>> Begin Material for this task

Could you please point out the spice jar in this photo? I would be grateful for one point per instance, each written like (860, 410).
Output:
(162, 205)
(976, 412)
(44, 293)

>> End Material for this task

▸ Work instructions
Edit the material above by replacing "spice jar" with "salt shaker" and keeping everything else unchanged.

▸ Expected answer
Could you please point out the salt shaker in this photo? I would be grateful for one point per instance, each written like (860, 410).
Output:
(162, 205)
(976, 412)
(44, 293)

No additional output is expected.